**EXERCISE AIM:** Every line below is to be quoted exactly, with nothing added or dropped.

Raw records
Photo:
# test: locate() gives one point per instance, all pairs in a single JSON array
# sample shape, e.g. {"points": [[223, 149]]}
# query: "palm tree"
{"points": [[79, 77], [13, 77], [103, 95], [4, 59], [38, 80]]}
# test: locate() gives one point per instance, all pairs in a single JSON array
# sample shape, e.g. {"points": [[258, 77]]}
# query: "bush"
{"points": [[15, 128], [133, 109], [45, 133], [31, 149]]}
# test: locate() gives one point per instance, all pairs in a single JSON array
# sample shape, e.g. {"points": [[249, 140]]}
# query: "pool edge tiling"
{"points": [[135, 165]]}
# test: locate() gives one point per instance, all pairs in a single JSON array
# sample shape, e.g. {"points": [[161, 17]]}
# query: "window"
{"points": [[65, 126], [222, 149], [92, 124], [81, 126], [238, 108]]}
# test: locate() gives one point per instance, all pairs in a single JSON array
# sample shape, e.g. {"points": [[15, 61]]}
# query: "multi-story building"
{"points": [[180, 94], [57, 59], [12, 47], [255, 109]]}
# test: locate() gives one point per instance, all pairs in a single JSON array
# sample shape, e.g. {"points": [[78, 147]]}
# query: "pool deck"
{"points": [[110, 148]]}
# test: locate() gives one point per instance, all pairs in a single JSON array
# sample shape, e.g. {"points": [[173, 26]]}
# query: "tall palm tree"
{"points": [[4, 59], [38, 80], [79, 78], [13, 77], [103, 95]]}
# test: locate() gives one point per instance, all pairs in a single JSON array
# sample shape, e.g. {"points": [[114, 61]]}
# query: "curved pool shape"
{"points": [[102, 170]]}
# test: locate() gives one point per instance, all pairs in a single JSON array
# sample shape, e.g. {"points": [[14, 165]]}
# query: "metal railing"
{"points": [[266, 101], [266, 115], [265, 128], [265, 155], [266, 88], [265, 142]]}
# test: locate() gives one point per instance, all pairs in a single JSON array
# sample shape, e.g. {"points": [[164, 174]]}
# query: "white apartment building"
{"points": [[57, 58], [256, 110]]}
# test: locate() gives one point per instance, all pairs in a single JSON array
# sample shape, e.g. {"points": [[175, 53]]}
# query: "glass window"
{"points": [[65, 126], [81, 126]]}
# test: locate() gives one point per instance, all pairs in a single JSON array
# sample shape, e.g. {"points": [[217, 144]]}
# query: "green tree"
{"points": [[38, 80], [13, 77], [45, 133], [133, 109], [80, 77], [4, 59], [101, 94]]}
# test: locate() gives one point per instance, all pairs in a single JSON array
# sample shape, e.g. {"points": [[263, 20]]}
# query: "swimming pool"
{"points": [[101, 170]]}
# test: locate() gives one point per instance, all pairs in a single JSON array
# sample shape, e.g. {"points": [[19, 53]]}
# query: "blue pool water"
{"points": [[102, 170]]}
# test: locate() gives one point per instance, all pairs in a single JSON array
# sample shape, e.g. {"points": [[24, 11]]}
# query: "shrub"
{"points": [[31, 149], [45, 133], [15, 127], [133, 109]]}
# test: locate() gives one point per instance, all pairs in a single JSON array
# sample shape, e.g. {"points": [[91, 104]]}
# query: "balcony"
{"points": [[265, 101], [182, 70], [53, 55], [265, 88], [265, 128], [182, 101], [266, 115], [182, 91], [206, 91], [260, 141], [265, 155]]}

**OUTPUT:**
Photo:
# test: locate() gives one point per instance, all pairs in a single JSON array
# sample shape, e.g. {"points": [[223, 149]]}
# query: "palm tree"
{"points": [[79, 77], [13, 77], [103, 95], [4, 59], [38, 80]]}
# test: locate() gives one point per instance, all pairs in a single JSON array
# sample shape, e.g. {"points": [[258, 77]]}
# query: "bush"
{"points": [[15, 128], [133, 109], [45, 133], [31, 149]]}
# test: locate() gives one point per instance, all pairs in a single JSON array
# sample shape, e.g. {"points": [[249, 140]]}
# query: "pool edge tiling"
{"points": [[135, 165]]}
# test: locate() gives one point per instance, all pairs in a single JSON array
# sample shape, e.g. {"points": [[161, 17]]}
# query: "window"
{"points": [[65, 126], [222, 149], [92, 124], [81, 126], [238, 108]]}
# test: locate() gives one point per instance, all pairs in a single JSON array
# sample shape, e.g. {"points": [[15, 61]]}
# query: "multi-story building"
{"points": [[180, 94], [57, 59], [12, 47], [255, 109]]}
# test: locate() gives one point per instance, all pairs in a single JSON array
# sample shape, e.g. {"points": [[78, 147]]}
# query: "pool deck"
{"points": [[110, 148]]}
# test: locate() gives one point per instance, all pairs in a single JSON array
# sample shape, e.g. {"points": [[173, 26]]}
# query: "tall palm tree"
{"points": [[4, 59], [38, 80], [79, 78], [13, 77], [103, 95]]}
# test: locate() gives one point per instance, all pairs in a single JSON array
# sample shape, e.g. {"points": [[114, 61]]}
# query: "curved pool shape"
{"points": [[102, 170]]}
# test: locate() gives one point per instance, all pairs in a single JSON array
# sample shape, e.g. {"points": [[14, 165]]}
# query: "metal railing"
{"points": [[266, 101], [266, 115], [265, 128], [265, 155], [266, 88], [265, 142]]}
# test: locate() gives one point per instance, all pairs in a single JSON array
# sample shape, e.g. {"points": [[164, 174]]}
# query: "white apartment building"
{"points": [[57, 58], [256, 110]]}
# test: locate() gives one point per instance, all pairs in a single JSON array
# sample shape, e.g. {"points": [[175, 53]]}
# query: "glass window"
{"points": [[65, 126], [81, 126]]}
# test: locate() gives one point per instance, all pairs in a single JSON array
# sample shape, e.g. {"points": [[217, 144]]}
# query: "green tree"
{"points": [[38, 80], [13, 77], [45, 133], [133, 109], [80, 77], [4, 59], [101, 94]]}
# test: locate() gives one point per instance, all pairs in a single JSON array
# sample shape, e.g. {"points": [[263, 20]]}
# query: "swimming pool"
{"points": [[101, 170]]}
# test: locate() gives one point per instance, all pairs in a single JSON array
# sample shape, e.g. {"points": [[19, 53]]}
# query: "blue pool water"
{"points": [[102, 170]]}
# test: locate() gives one point per instance, all pairs in a single JSON array
# sample shape, e.g. {"points": [[24, 11]]}
# query: "shrub"
{"points": [[31, 149], [45, 133], [15, 127], [133, 109]]}
# test: locate() gives one point per instance, all pairs in a single JSON array
# sample shape, e.g. {"points": [[91, 104]]}
# query: "balcony"
{"points": [[265, 101], [182, 70], [53, 55], [265, 88], [265, 128], [182, 101], [266, 115], [182, 91], [206, 91], [260, 141], [265, 155]]}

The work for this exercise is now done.